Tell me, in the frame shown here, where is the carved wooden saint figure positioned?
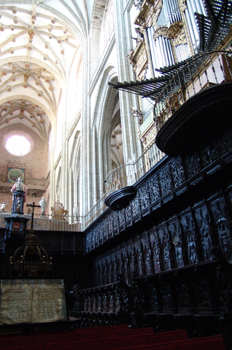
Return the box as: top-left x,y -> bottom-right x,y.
163,240 -> 171,270
152,242 -> 161,273
170,222 -> 184,268
175,239 -> 184,268
200,219 -> 213,261
187,234 -> 198,264
217,216 -> 232,262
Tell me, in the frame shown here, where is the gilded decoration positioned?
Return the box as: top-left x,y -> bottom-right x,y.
51,200 -> 68,221
134,0 -> 163,29
173,26 -> 187,46
130,0 -> 163,79
133,43 -> 148,80
167,21 -> 183,39
153,22 -> 186,44
140,121 -> 157,150
153,26 -> 169,41
127,41 -> 148,80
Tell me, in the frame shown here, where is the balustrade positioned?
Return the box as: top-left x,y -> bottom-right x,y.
71,275 -> 129,317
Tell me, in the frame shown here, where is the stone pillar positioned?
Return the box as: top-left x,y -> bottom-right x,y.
80,43 -> 92,217
114,0 -> 142,164
49,120 -> 56,215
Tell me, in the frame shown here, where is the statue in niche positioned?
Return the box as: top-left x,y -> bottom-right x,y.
216,216 -> 232,262
135,27 -> 144,45
187,234 -> 198,264
200,217 -> 213,261
174,238 -> 184,268
155,245 -> 161,273
170,222 -> 184,268
182,215 -> 198,264
144,245 -> 152,275
163,240 -> 171,270
152,238 -> 161,273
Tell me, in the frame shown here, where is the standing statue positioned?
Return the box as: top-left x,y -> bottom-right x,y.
39,197 -> 46,215
188,235 -> 198,264
0,202 -> 7,212
217,216 -> 232,262
135,27 -> 144,45
126,49 -> 134,63
11,177 -> 27,202
131,107 -> 143,124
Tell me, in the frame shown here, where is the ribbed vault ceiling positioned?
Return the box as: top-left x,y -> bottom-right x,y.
0,0 -> 94,142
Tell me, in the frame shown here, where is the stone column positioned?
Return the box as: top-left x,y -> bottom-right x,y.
114,0 -> 142,164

----------------------------------------

From the records above, copy out the line with "Tell me, in the frame shown here, where is the balustrade", the line with "Tell me, in the frame shown here, where is the statue", and every line between them, word for word.

Tell me, in the frame shown here, where is the balustrade positioned?
Return the box as: top-left x,y -> bottom-right x,y.
71,275 -> 129,317
Tell me, in the frame shown here, where is the stone pillar positioned?
Return the box as: top-left x,y -> bottom-right x,y.
80,43 -> 92,217
114,0 -> 142,164
49,120 -> 56,215
Tell me, in the frame shown here, where is the statue in niche positioned?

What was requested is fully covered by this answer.